● **Written instruction**: Please rewrite the rows below with "microphone" changed to "speaker" and everything else left the same.

● **Given entries**:

┏━━

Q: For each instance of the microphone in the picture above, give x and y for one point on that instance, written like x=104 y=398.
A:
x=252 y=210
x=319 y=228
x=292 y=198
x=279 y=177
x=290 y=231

┗━━

● **Reply**:
Q: For each instance of the speaker in the picture above, give x and y for one point on that instance, written like x=104 y=398.
A:
x=252 y=210
x=319 y=228
x=292 y=198
x=279 y=177
x=290 y=231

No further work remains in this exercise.